Exercise directions = Exactly reproduce the line containing "Query: rippled water surface" together with every line after it, through the end of the entries, and give nothing more.
# Start of Data supplied
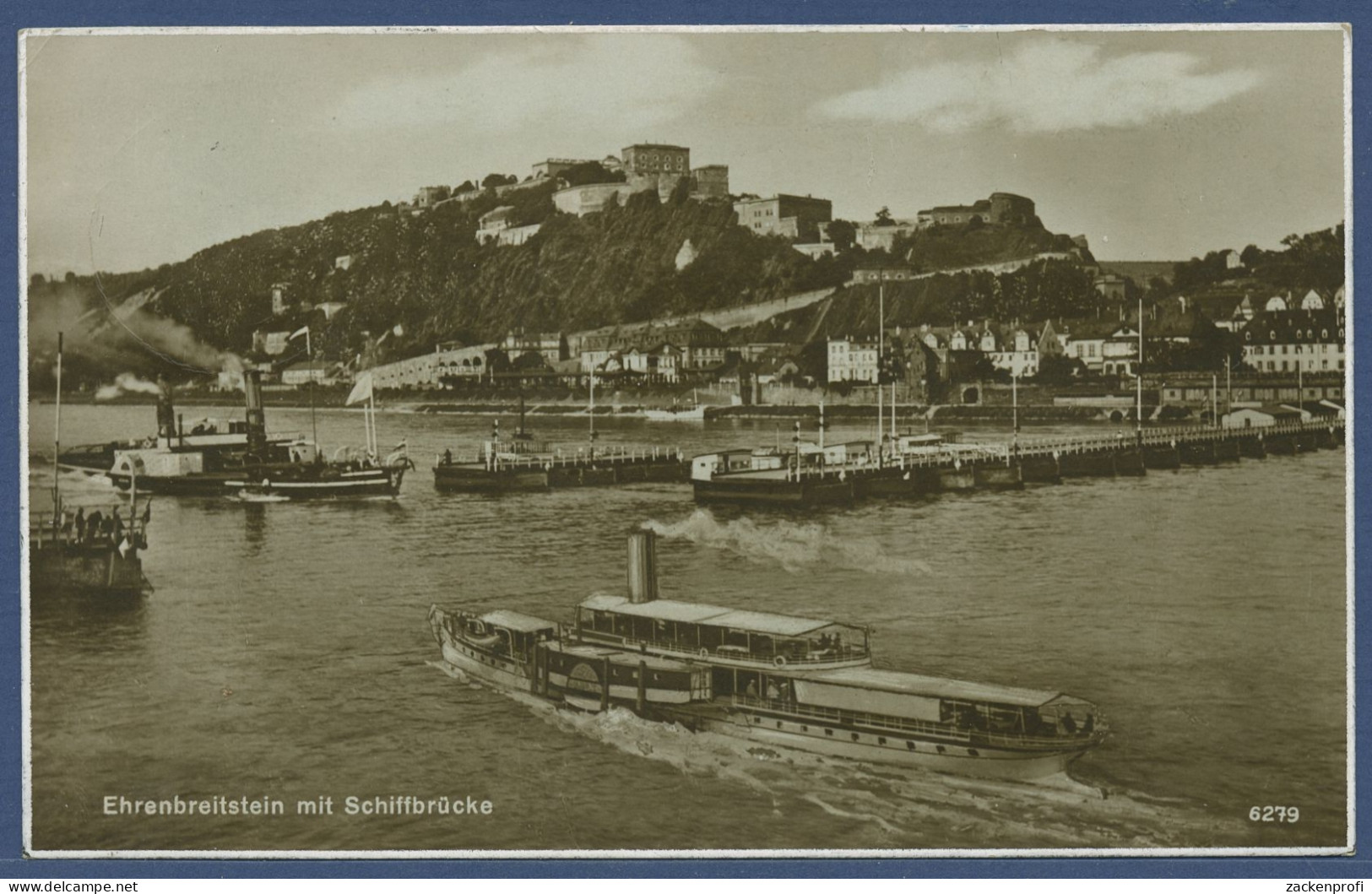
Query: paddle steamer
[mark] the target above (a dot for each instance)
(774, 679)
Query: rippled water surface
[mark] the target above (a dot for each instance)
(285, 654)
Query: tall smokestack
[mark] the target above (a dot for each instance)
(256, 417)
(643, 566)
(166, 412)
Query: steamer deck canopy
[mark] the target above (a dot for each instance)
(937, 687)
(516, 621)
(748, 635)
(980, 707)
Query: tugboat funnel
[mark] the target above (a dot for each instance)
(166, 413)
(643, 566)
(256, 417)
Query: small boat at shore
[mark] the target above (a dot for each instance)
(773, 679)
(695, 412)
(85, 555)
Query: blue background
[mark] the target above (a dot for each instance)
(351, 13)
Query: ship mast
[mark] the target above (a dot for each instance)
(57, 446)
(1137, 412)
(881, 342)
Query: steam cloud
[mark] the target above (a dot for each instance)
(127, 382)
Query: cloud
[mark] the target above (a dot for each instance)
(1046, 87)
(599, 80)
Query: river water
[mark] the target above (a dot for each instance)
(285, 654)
# End of Data supplied
Result for this task =
Query: rippled water surface
[mark] the target above (a dot for each instance)
(285, 654)
Query: tall smokestack
[mark] the target above (a dot for each instance)
(256, 417)
(643, 566)
(166, 412)
Query: steamer deck canopy
[mark] the target above (a dot for each instance)
(937, 687)
(516, 621)
(748, 635)
(980, 707)
Query: tugboat funnel
[mark] the target above (a dot for each instance)
(166, 413)
(643, 566)
(256, 417)
Query: small boat at shore
[mark] the target above (a dot for each instance)
(773, 679)
(695, 412)
(85, 555)
Query: blue background
[mark] the target above (a dot for each instance)
(351, 13)
Query: ship mast
[mark] the target above (a dot for each instance)
(57, 446)
(1137, 412)
(881, 342)
Query: steam cloud
[mark] the target above (a dot for each instance)
(127, 382)
Query: cloud
[mark] the target above (a dot for each instance)
(1046, 87)
(599, 80)
Query: river water
[mark] the target above (a dot for each instance)
(285, 654)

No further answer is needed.